Work to complete: Rewrite the records below from the line with "Pest-scouting request: tag the canal water" through the end of the records, changing "boat" to "vessel" and leaving everything else the same. Give only those lines.

-- START Information given --

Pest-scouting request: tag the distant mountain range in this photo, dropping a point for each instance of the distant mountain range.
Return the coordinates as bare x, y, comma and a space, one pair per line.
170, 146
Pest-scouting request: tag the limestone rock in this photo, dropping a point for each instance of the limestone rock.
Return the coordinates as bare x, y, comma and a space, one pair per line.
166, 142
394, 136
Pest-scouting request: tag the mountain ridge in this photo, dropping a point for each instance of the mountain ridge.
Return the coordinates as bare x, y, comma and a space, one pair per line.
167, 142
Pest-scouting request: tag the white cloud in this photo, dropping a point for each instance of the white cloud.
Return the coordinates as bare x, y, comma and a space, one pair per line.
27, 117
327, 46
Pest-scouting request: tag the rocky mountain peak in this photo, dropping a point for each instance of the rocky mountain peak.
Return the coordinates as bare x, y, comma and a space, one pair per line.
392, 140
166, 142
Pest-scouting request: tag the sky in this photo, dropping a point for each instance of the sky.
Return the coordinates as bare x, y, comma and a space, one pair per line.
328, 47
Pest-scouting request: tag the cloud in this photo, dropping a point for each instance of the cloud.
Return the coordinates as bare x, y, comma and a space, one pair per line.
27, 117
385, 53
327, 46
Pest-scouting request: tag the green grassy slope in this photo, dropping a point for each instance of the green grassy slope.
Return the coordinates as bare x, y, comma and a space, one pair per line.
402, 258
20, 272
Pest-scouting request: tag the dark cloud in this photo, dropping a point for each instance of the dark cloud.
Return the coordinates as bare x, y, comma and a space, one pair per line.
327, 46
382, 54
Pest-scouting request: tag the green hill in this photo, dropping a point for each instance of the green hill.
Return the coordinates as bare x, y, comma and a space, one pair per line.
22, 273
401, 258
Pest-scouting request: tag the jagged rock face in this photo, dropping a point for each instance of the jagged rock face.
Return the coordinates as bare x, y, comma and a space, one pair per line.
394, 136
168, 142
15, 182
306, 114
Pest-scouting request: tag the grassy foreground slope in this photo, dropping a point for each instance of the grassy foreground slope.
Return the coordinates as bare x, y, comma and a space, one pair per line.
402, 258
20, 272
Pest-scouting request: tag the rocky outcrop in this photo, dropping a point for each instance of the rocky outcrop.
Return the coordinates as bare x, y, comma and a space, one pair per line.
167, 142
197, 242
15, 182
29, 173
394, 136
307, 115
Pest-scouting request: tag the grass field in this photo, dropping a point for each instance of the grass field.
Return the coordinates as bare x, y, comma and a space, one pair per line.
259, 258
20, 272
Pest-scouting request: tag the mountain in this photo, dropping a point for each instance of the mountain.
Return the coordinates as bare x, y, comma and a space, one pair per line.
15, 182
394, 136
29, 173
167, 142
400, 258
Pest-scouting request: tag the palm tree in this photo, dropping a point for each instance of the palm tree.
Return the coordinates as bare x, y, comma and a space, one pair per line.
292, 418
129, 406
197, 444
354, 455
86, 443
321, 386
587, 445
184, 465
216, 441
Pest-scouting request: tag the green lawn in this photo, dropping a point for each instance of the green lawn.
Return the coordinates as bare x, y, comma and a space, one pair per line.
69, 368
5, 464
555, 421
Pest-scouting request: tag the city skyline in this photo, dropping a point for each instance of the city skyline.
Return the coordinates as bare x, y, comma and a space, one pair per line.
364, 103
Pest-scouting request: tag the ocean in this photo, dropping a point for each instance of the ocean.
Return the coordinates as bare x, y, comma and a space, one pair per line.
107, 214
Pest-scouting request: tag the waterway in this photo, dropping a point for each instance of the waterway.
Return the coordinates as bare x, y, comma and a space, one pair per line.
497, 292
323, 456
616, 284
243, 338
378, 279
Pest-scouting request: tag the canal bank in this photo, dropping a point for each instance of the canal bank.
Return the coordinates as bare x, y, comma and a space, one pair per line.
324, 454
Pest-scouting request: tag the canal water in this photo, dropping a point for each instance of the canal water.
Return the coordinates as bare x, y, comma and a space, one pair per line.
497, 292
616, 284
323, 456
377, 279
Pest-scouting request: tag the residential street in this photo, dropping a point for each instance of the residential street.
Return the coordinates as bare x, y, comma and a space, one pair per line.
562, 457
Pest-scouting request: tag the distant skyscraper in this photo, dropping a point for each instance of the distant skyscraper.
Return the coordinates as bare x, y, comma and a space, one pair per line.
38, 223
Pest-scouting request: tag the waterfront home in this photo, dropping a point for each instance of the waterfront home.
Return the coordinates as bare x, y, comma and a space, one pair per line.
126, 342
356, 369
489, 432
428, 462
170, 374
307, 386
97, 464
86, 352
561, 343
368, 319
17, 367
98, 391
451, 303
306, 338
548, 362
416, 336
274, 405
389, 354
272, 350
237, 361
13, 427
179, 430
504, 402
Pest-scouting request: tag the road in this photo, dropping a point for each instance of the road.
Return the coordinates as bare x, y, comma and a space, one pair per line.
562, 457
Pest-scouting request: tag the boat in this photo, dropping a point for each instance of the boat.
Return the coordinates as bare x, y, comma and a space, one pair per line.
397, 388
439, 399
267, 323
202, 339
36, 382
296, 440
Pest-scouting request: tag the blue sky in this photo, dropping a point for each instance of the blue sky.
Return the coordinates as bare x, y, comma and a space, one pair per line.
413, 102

-- END Information given --

Expected answer:
Pest-scouting request: tag the canal water in this photo, dropping a point for each instance of the canal water.
Return the coordinates as bare x, y, comma and a space, one pair per line.
497, 292
616, 284
323, 456
377, 279
Pest-scouting request: tag the residential street in this photo, dropping a point for each instance of the residential street.
Return the coordinates as bare x, y, comma and a space, one pair per line.
562, 457
Pest-scouting request: tag the distant skyscraper in this photo, dropping a point for each instance of the distant skyscraper.
Return the coordinates as bare x, y, comma and a space, one pair per line.
38, 223
Pest-scouting request: tag the waterfront home in this photo, dropping a point for each instance of the waterfront home.
Return the coordinates as bare x, y, comma and a space, one pair per line.
126, 342
356, 369
489, 432
428, 462
170, 374
307, 386
97, 464
86, 352
561, 343
368, 319
17, 367
98, 391
451, 303
306, 338
548, 362
416, 336
274, 405
389, 354
272, 350
237, 361
13, 427
179, 430
504, 402
Pest-scouting request: tag the road in this photo, dropping a point for each instance of the road.
Return the coordinates as bare x, y, comma and a space, one pair per line.
562, 457
Pest-scouting request: tag the vessel in this photo, dropping a point for each instance of the vessel.
Return the coordinates as bare x, y, comma and a space, one pair per line.
397, 388
439, 399
267, 323
202, 339
36, 382
296, 440
Pest-scouting request: tag the blue sky in this photo, dropping a point for each instance of the blue sky.
Return the coordinates as bare x, y, comma and a space, one pair per line.
413, 102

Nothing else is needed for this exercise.